(Collected data)
- - - - -
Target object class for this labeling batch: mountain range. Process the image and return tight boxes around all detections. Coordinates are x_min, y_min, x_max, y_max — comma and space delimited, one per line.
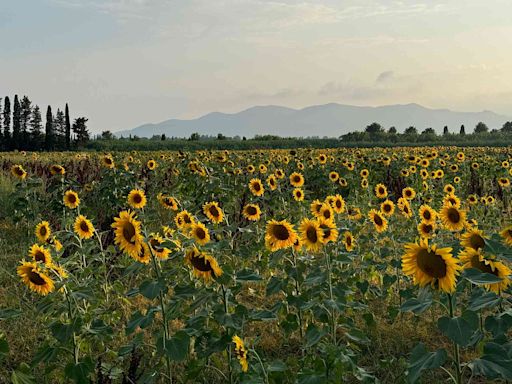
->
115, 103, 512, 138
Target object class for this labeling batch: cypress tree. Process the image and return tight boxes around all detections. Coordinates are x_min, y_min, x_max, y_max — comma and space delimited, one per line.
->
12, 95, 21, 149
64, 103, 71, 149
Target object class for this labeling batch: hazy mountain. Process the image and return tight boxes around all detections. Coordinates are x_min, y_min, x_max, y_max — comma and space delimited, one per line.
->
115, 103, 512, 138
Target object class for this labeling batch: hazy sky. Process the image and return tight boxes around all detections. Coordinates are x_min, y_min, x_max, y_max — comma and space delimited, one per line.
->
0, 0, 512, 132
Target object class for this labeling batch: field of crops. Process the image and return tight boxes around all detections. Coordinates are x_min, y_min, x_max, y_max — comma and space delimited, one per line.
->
- - - - -
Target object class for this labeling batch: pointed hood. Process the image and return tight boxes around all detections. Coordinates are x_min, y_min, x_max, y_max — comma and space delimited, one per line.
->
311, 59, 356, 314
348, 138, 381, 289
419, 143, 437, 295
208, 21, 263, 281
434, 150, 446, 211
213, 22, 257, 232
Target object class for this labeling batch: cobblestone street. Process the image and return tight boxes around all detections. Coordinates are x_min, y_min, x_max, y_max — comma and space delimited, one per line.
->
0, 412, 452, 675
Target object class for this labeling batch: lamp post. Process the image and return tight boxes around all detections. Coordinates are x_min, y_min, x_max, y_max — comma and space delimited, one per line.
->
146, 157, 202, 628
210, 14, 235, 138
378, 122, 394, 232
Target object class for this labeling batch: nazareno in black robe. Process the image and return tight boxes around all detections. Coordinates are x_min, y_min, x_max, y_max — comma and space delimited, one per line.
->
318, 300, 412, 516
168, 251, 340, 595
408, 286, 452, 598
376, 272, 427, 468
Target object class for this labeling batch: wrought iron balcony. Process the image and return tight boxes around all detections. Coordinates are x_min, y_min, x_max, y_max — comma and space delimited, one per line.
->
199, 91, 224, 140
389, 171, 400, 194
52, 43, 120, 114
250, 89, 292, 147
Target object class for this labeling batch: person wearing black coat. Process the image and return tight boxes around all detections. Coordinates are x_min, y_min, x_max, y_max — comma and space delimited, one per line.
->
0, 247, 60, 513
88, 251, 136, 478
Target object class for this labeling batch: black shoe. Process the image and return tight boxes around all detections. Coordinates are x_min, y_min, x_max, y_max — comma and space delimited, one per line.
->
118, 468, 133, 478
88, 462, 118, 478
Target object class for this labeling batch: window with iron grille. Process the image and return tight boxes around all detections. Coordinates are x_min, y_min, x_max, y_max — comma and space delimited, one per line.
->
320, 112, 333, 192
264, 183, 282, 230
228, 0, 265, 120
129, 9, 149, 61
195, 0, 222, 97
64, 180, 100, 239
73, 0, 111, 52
- - - - -
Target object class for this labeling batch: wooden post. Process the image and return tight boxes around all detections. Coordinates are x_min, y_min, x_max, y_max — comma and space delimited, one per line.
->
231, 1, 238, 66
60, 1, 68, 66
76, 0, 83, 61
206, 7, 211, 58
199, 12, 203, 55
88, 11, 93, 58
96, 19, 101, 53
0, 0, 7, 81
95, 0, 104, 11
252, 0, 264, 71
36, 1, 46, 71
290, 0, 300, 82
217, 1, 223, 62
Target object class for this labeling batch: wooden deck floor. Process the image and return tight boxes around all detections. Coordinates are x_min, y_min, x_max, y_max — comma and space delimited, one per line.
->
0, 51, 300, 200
- - - - -
▶ **Task details**: Recast the part of the material that opens with the line containing "Target object class for this labeling batch: cobblestone" and closes with the line containing "73, 0, 111, 52" as a Markdown table. Give each line its own numbered row under the columns Row and Line, and leave out any blank lines.

▶ **Answer to this task**:
| Row | Line |
|---|---|
| 1 | Target object class for this labeling batch: cobblestone street. Process the image and return tight boxes around all detections. Coordinates are x_min, y_min, x_max, y_max — comma and space delimited, one per line. |
| 2 | -> |
| 3 | 0, 412, 452, 675 |
| 4 | Target object class for this labeling batch: lamp post. Process the image and return tight boxes around all detections. Coordinates are x_min, y_min, x_max, y_max — comma and space delimited, one per line. |
| 5 | -> |
| 6 | 146, 157, 202, 628 |
| 7 | 210, 14, 235, 138 |
| 8 | 378, 122, 394, 232 |
| 9 | Target object class for this labeling batch: nazareno in black robe. Process the image and return tight boxes around all detections. Coordinates are x_min, y_min, x_max, y_max — comma and space delimited, one per line. |
| 10 | -> |
| 11 | 318, 300, 412, 516 |
| 12 | 168, 251, 340, 595 |
| 13 | 408, 286, 452, 598 |
| 14 | 376, 272, 427, 468 |
| 15 | Target object class for this labeling batch: wrought iron balcony. Process the image and return tight boxes around all detections. Coordinates are x_min, y_min, x_max, y_max — comma and space delimited, one per line. |
| 16 | -> |
| 17 | 199, 91, 224, 140 |
| 18 | 389, 171, 400, 194 |
| 19 | 52, 43, 120, 114 |
| 20 | 250, 89, 292, 147 |
| 21 | Target object class for this labeling batch: person wearing black coat. Process the image and return tight boxes around all detections. Coordinates are x_min, y_min, x_max, y_max — comma and space delimited, one per line. |
| 22 | -> |
| 23 | 0, 247, 60, 513 |
| 24 | 88, 251, 136, 478 |
| 25 | Target object class for this labeling batch: black shoe. Process the image and return tight boxes around all detections. Coordinates are x_min, y_min, x_max, y_max — comma and space delimited, one per line. |
| 26 | -> |
| 27 | 118, 468, 133, 478 |
| 28 | 88, 462, 118, 478 |
| 29 | Target object class for this labeling batch: window with iron grille. Process the image and return tight boxes around all detections. Coordinates are x_min, y_min, x_max, y_max — comma and space delimited, one per line. |
| 30 | -> |
| 31 | 320, 112, 333, 192 |
| 32 | 264, 183, 282, 230 |
| 33 | 228, 0, 265, 120 |
| 34 | 129, 9, 149, 61 |
| 35 | 195, 0, 222, 97 |
| 36 | 64, 180, 100, 239 |
| 37 | 73, 0, 111, 52 |